- _Set exercise_
Return all of the lines below exactly as they are.

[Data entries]
========================================================================

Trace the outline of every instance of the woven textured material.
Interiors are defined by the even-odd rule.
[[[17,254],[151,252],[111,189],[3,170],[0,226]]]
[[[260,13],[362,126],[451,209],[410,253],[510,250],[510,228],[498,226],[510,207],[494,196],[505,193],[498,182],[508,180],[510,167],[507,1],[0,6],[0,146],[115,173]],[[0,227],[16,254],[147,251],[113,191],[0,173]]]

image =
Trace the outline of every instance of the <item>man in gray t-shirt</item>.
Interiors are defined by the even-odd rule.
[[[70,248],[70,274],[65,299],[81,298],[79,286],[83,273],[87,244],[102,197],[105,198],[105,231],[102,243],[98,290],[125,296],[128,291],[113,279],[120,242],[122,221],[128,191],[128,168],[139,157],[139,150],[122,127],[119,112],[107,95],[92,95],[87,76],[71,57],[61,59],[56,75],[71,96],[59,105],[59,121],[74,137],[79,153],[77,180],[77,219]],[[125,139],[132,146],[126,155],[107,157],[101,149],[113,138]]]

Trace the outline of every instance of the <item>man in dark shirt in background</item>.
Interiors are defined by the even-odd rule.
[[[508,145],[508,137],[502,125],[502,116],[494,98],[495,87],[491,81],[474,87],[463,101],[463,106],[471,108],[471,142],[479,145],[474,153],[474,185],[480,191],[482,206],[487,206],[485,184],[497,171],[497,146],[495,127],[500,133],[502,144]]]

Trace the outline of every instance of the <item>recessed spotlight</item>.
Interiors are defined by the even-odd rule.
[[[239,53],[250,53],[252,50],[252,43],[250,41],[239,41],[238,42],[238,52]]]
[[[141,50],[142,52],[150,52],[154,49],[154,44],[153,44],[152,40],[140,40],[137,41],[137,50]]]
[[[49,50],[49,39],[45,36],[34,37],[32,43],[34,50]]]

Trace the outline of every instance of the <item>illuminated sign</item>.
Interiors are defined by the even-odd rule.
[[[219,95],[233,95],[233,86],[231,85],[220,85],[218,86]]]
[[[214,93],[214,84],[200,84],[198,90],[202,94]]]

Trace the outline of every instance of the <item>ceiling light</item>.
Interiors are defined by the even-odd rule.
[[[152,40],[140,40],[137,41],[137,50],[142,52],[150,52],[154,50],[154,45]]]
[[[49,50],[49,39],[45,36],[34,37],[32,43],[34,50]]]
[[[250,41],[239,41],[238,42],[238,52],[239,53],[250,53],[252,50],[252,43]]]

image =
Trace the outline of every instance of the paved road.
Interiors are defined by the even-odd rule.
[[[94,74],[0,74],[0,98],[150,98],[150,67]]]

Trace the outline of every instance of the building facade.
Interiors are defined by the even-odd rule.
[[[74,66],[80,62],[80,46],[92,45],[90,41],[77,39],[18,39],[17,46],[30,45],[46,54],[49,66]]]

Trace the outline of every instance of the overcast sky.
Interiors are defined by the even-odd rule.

========================================================================

- _Result of the task_
Trace the outline of every instance of the woven textured material.
Interiors are defined by the even-odd rule.
[[[17,254],[151,252],[111,189],[3,170],[0,226]]]
[[[260,13],[362,126],[451,209],[410,253],[510,250],[510,228],[498,226],[510,207],[494,196],[505,193],[498,182],[508,180],[510,167],[507,1],[0,6],[0,146],[115,173]],[[0,227],[16,254],[147,251],[113,191],[0,173]]]

image =
Trace the outline of every instance of the <item>man in gray t-shirt</item>.
Interiors are defined by the even-odd rule.
[[[70,248],[70,274],[65,299],[81,298],[79,286],[83,273],[87,244],[102,197],[105,198],[105,231],[102,243],[98,290],[125,296],[128,291],[113,279],[120,242],[122,221],[128,191],[128,168],[139,157],[139,150],[122,127],[119,112],[107,95],[92,95],[87,76],[71,57],[61,59],[56,75],[71,96],[59,105],[59,121],[74,137],[79,153],[77,180],[77,219]],[[125,139],[132,146],[126,155],[107,157],[101,149],[113,138]]]

Trace the outline of every instance of the <item>man in dark shirt in background</item>.
Interiors are defined by the even-odd rule.
[[[508,145],[508,137],[502,125],[502,116],[494,98],[495,87],[491,81],[474,87],[463,101],[463,106],[471,108],[471,142],[479,145],[474,153],[474,185],[480,191],[482,206],[487,206],[485,184],[497,171],[497,146],[495,127],[500,133],[502,144]]]

Trace the outline of every instance of the <item>recessed spotlight</item>.
Interiors are defined by the even-odd rule.
[[[239,53],[250,53],[252,50],[252,43],[250,41],[239,41],[238,42],[238,52]]]
[[[141,50],[142,52],[150,52],[154,49],[154,44],[153,44],[152,40],[140,40],[137,41],[137,50]]]
[[[49,50],[49,39],[45,36],[34,37],[32,43],[34,50]]]

Trace the outline of every instance of the <item>illuminated sign</item>.
Interiors are defined by the even-odd rule.
[[[219,95],[233,95],[233,86],[231,85],[220,85],[218,86]]]
[[[214,93],[214,84],[200,84],[198,90],[202,94]]]

Trace the outline of every instance of the <item>ceiling light</item>.
Interiors are defined by the even-odd rule.
[[[152,40],[140,40],[137,41],[137,50],[142,52],[150,52],[154,50],[154,45]]]
[[[49,50],[49,39],[45,36],[34,37],[32,43],[34,50]]]
[[[250,41],[239,41],[238,42],[238,52],[239,53],[250,53],[252,50],[252,43]]]

image =
Trace the outline of every instance of the paved road.
Interiors are defined by the even-odd rule.
[[[94,74],[0,74],[0,98],[150,98],[150,67]]]

Trace the outline of every instance of the building facade.
Interiors are defined by the even-odd rule.
[[[74,66],[80,62],[80,46],[92,45],[90,41],[77,39],[18,39],[17,46],[30,45],[46,54],[49,66]]]

Trace the outline of every instance of the overcast sky.
Interiors are defined by the even-odd rule.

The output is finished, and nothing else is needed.